# Document segment
Brad Pruitt
Brad Pruitt
Chief Medical Officer Parallel6, a PRA Health Sciences company

Watch a joint webinar with Brad Pruitt and Sanofi Pasteur “Patient-Centric Engagement: The Patient’s Perspective."

Every year, it’s the same thing: The first week of January, insurance agents send clients a kitten calendar. Later, dentists send clients a birthday card signed by the entire staff.

These are attempts at engagement, and yet, we find ourselves asking, “Why are they wasting money on things that immediately go into the recycle bin?” Neither of these engagement tactics promote the desired “warm and fuzzy” feeling – in fact, they may even create the opposite sentiment.

Yet, often clinical trial sponsors want to send digital birthday cards or have their apps change colors or display fireworks for holidays. That’s because they recognize the need for engagement – but the reality is those methods are not the path to successful engagement.

In order for life science and healthcare companies to engage patients in a mobile world, they must be 100 percent patient-centric. So how should healthcare, pharma, or device providers engage their patients in a meaningful way?

Watch a joint webinar with Brad Pruitt and Sanofi Pasteur “Patient-Centric Engagement: The Patient’s Perspective.”

What is patient engagement?

There are two key components to patient engagement. First, patients themselves must take an active role in their health through action, self-management and positive behaviors. This leads to improved adherence, compliance, and persistence that ultimately drives better health outcomes and quality of care.

# Data excerpts
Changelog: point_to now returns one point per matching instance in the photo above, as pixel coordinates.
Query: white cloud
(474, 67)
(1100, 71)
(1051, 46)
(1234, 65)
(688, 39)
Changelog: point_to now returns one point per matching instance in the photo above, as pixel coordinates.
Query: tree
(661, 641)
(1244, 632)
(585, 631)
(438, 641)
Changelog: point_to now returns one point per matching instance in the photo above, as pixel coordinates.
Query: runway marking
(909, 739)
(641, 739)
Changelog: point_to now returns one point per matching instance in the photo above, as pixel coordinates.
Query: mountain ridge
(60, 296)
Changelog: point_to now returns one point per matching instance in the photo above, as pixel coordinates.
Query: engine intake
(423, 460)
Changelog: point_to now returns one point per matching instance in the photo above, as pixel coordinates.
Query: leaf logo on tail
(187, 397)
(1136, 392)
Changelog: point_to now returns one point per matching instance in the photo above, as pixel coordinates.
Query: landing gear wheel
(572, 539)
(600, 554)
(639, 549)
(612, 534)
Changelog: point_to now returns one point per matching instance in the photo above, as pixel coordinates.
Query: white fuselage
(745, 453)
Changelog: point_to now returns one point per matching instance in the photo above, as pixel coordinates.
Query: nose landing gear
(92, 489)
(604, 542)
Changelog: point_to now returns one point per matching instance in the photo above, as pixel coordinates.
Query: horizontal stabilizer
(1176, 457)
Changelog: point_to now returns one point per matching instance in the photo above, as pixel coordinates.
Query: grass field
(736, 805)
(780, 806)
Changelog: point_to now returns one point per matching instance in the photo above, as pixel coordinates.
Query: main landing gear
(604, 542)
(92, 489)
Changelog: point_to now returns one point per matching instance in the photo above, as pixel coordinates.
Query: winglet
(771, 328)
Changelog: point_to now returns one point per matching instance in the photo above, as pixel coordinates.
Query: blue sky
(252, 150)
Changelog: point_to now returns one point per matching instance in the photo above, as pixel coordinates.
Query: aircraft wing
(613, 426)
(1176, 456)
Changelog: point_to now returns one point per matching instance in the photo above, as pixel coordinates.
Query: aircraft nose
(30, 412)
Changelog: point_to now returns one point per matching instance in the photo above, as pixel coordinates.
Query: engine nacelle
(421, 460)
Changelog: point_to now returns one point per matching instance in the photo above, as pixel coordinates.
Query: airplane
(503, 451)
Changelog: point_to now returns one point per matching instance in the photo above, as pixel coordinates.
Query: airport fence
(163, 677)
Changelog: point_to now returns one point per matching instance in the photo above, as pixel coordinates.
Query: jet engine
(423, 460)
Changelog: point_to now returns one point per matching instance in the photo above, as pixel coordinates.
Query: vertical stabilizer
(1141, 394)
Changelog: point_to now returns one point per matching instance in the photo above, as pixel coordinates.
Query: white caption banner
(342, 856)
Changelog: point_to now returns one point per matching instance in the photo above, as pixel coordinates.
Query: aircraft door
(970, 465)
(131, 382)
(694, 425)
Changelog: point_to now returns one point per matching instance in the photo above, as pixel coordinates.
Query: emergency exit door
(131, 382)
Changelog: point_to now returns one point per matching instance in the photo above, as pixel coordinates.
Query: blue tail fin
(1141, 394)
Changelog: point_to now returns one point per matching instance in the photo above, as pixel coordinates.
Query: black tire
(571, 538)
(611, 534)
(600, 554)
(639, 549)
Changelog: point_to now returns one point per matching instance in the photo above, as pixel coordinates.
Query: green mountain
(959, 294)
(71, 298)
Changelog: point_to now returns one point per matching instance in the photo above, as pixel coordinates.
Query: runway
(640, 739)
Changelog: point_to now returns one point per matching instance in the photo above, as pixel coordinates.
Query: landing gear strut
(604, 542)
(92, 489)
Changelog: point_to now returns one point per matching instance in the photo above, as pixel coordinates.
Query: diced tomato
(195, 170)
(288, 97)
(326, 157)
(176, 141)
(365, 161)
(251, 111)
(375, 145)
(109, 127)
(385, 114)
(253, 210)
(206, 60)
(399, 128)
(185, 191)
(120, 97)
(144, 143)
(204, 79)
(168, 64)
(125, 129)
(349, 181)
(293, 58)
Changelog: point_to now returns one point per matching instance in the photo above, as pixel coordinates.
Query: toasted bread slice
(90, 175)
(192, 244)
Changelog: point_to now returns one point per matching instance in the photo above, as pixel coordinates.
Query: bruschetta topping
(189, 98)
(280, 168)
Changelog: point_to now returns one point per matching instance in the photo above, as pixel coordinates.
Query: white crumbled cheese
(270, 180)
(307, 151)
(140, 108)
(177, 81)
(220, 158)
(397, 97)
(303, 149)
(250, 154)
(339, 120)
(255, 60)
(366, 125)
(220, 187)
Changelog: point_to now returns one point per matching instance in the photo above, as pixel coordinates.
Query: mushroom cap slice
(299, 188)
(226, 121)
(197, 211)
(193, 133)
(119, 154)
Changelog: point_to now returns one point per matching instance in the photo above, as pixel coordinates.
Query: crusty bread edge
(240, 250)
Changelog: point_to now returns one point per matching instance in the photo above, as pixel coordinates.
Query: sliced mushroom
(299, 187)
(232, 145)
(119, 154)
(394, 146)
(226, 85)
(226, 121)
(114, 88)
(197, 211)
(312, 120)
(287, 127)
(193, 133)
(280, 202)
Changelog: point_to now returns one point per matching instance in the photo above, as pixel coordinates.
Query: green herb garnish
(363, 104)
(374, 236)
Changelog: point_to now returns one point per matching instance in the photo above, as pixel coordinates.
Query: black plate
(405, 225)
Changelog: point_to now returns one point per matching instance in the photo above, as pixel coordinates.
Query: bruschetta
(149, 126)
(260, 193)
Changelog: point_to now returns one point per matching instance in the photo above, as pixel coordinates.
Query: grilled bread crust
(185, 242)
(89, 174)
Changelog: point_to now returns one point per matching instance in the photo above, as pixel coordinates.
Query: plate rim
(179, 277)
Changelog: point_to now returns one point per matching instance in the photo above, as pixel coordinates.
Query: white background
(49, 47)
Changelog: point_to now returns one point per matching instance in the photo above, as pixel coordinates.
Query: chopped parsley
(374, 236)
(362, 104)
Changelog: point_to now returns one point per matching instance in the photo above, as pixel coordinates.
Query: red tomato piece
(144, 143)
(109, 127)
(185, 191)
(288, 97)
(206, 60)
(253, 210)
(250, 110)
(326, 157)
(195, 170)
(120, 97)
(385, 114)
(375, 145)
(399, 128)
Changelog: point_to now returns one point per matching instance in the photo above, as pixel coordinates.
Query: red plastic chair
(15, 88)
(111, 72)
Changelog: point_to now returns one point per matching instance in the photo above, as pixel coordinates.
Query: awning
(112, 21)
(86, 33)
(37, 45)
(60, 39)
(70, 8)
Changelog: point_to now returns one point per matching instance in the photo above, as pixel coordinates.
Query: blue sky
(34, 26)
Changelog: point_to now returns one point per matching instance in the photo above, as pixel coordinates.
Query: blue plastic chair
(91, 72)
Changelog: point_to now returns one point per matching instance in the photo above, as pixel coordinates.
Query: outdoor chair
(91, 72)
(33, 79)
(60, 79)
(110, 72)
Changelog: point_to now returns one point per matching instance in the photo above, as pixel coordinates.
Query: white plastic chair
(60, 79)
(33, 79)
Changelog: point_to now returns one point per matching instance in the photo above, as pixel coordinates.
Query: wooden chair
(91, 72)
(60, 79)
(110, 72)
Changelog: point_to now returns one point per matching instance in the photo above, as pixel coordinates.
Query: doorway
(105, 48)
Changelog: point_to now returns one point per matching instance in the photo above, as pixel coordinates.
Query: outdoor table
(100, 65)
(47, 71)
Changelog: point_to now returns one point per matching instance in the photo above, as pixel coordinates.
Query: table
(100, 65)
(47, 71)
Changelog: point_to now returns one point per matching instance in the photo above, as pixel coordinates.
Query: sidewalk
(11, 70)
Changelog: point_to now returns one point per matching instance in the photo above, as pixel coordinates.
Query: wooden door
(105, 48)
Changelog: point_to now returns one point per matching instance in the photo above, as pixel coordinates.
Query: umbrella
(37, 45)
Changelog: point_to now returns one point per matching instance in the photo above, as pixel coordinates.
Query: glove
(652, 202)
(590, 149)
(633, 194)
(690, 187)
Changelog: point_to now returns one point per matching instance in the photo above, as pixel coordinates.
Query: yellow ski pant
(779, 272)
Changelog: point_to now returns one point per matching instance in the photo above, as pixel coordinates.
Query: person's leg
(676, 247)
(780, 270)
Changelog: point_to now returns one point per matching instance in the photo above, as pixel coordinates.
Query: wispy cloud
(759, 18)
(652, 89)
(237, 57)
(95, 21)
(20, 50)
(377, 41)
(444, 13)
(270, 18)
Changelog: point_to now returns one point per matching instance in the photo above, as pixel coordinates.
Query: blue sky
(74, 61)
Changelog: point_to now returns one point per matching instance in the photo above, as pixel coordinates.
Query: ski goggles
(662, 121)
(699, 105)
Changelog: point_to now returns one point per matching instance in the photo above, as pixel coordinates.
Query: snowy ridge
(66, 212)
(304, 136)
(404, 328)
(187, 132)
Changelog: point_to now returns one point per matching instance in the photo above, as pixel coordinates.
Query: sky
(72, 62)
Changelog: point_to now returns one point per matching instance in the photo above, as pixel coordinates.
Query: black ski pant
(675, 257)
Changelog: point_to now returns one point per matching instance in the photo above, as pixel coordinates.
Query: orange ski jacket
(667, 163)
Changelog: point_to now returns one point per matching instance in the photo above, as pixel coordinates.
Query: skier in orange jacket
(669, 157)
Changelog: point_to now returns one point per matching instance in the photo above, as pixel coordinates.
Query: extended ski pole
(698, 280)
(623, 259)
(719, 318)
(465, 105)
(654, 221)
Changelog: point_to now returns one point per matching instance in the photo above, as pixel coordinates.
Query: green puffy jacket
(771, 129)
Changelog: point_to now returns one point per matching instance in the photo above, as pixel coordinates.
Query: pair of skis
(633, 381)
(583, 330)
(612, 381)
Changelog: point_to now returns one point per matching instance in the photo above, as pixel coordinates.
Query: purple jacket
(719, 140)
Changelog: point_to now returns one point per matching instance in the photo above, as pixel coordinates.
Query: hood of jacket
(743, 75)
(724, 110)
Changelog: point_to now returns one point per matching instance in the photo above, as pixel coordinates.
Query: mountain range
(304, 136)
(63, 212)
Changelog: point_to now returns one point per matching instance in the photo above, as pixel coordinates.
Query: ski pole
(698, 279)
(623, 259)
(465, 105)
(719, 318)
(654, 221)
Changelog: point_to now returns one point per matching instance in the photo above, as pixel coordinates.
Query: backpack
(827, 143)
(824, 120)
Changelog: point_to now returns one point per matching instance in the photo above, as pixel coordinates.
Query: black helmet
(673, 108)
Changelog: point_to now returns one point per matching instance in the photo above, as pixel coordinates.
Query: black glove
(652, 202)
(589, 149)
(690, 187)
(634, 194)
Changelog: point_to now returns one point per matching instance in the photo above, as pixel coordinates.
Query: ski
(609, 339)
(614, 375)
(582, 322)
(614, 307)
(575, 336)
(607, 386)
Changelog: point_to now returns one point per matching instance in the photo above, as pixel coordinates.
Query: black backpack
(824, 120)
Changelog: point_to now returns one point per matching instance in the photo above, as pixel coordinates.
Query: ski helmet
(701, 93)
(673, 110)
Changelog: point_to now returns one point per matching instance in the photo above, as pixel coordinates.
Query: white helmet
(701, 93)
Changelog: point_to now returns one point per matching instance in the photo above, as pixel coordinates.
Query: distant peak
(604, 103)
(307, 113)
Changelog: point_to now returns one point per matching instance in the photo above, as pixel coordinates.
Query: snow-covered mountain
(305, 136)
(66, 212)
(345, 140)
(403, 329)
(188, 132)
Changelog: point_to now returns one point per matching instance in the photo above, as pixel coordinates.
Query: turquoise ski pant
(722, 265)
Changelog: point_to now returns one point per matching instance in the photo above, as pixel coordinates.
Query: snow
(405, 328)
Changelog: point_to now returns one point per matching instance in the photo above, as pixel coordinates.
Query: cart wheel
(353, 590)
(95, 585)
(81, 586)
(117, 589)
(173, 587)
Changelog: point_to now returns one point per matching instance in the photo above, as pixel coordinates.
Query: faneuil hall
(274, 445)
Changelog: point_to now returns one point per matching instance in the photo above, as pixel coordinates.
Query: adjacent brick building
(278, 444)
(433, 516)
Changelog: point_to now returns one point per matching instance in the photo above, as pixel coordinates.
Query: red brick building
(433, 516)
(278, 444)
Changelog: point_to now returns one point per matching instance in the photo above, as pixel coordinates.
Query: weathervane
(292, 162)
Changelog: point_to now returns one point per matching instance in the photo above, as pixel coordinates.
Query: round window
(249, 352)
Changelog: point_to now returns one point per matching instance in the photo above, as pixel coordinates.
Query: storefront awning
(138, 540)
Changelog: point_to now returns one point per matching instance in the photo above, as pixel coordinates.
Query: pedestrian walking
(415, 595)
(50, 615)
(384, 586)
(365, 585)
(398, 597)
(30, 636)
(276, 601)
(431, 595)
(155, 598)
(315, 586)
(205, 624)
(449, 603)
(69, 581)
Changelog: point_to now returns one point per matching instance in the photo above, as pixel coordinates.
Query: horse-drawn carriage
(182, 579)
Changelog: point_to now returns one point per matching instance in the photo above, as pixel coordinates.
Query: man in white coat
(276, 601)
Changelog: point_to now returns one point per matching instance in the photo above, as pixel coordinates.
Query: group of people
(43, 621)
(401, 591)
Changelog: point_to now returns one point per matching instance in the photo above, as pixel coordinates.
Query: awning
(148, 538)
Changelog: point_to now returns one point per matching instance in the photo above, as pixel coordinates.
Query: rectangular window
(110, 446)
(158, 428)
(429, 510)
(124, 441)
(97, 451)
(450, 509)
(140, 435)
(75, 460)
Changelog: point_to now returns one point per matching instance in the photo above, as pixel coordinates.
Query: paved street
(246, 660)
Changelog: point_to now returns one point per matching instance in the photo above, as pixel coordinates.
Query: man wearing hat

# Goal of the exercise
Reproduce the stretch of the patient engagement article from "Yet, often clinical" through "to successful engagement.", changing "fireworks" to "confetti".

# Response to the exercise
Yet, often clinical trial sponsors want to send digital birthday cards or have their apps change colors or display confetti for holidays. That’s because they recognize the need for engagement – but the reality is those methods are not the path to successful engagement.